━━ Page text

Output transcripts to JSON (also .txt .srt .vtt)
Optimized for CPU (Including Apple Silicon ARM)
Timestamp precision to single word

Installation

Add dependency to project

npm install @lumen-labs-dev/whisper-node

Download a Whisper model [OPTIONAL]

npx whisper-node

Alternatively, the same downloader can be invoked as:

npx whisper-node download

Windows (precompiled binaries)

On Windows, whisper-node downloads precompiled Whisper binaries during install (or first use) and runs them directly — no local build tools are required.

To choose a binary flavor before installing:

setx WHISPER_WIN_FLAVOR cpu
# or: blas | cublas-11.8 | cublas-12.4

Ensure the Microsoft Visual C++ 2015–2022 Redistributable (x64) is installed. If you see error code 0xC0000135 when starting the binary, install the redistributable and retry.
Optional: point to a custom Windows binary subfolder inside lib/whisper.cpp:

setx WHISPER_WIN_BIN_DIR Win64
# examples: Win64 | BlasWin64 | CublasWin64-11.8 | CublasWin64-12.4

Non-Windows platforms still build from source when needed.

If the package was installed without bundling lib/whisper.cpp, the downloader will automatically set up the upstream whisper.cpp assets inside node_modules/@lumen-labs-dev/whisper-node/lib/whisper.cpp. On Windows, this uses precompiled release archives; on non-Windows it may clone and build from source.

Usage

import { whisper } from '@lumen-labs-dev/whisper-node';

const transcript = await whisper("example/sample.wav");

console.log(transcript); // output: [ {start,end,speech} ]

Output (JSON)

[
  {
    "start":  "00:00:14.310", // time stamp begin
    "end":    "00:00:16.480", // time stamp end
    "speech": "howdy"         // transcription
  }
]

Full Options List

import { whisper } from '@lumen-labs-dev/whisper-node';

const filePath = "example/sample.wav"; // required

const options = {
  modelName: "base.en",       // default
  // modelPath: "/custom/path/to/model.bin", // use model in a custom directory (cannot use along with 'modelName')
  whisperOptions: {
    language: 'auto',          // default (use 'auto' for auto detect)
    gen_file_txt: false,      // outputs .txt file
    gen_file_subtitle: false, // outputs .srt file
    gen_file_vtt: false,      // outputs .vtt file
    // Enable per-word timestamps only if you really need them.
    // For typical sentence/segment output, leave this off.
    // When per-word is detected, whisper-node will automatically merge words into sentences.
    word_timestamps: false,
    no_timestamps: false,      // when true, Whisper prints only text (no [..] lines)
    // timestamp_size: 0      // cannot use along with word_timestamps:true
  },
  // Forwarded to shelljs.exec (defaults shown)
  shellOptions: {
    silent: true,
    async: false,
  }
}

const transcript = await whisper(filePath, options);

API

Function: whisper(filePath: string, options?: { modelName?, modelPath?, whisperOptions?, shellOptions? }) => Promise<ITranscriptLine[]>
Models: pass either modelName (one of the official names) or a modelPath pointing to a .bin file. Do not pass both.

━━━━
━━ Entries provided

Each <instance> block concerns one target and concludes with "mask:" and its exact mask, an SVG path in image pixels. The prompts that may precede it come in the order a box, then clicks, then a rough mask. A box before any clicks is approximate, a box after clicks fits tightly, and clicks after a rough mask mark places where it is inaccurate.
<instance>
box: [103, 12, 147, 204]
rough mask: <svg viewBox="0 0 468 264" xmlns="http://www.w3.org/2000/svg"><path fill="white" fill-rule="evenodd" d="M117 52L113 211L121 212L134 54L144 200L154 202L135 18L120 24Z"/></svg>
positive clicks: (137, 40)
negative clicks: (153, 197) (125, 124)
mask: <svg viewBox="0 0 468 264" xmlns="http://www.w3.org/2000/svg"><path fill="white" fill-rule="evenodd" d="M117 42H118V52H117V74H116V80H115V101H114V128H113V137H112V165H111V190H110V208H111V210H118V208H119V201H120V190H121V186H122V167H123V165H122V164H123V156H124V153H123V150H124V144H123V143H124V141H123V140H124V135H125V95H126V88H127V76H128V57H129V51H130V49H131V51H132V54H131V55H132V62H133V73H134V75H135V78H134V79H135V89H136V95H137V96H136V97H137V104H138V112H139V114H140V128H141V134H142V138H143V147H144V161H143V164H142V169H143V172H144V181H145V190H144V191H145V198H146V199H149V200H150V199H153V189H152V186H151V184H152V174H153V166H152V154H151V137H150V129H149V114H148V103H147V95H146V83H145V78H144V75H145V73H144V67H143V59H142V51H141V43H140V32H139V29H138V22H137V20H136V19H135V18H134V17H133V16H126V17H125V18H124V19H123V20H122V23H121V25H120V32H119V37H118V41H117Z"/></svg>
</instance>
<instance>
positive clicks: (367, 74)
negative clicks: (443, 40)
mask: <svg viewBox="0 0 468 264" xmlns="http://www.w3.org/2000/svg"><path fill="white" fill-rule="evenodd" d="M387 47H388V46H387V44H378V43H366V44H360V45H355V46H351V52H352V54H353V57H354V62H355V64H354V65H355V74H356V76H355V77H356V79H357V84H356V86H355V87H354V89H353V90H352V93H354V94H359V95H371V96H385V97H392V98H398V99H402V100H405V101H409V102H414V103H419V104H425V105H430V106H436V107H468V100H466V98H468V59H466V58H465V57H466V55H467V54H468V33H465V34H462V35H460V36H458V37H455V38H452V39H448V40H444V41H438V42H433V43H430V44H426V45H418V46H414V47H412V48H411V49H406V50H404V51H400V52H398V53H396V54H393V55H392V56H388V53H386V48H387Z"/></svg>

━━━━

▸ **Task to carry out**
Please extract everything from "Optional: point to" down to "build from source." in the whisper-node README, word for word. Work only from the whisper-node README and leave the data aside.

▸ **Output**
Optional: point to a custom Windows binary subfolder inside lib/whisper.cpp:

setx WHISPER_WIN_BIN_DIR Win64
# examples: Win64 | BlasWin64 | CublasWin64-11.8 | CublasWin64-12.4

Non-Windows platforms still build from source when needed.

If the package was installed without bundling lib/whisper.cpp, the downloader will automatically set up the upstream whisper.cpp assets inside node_modules/@lumen-labs-dev/whisper-node/lib/whisper.cpp. On Windows, this uses precompiled release archives; on non-Windows it may clone and build from source.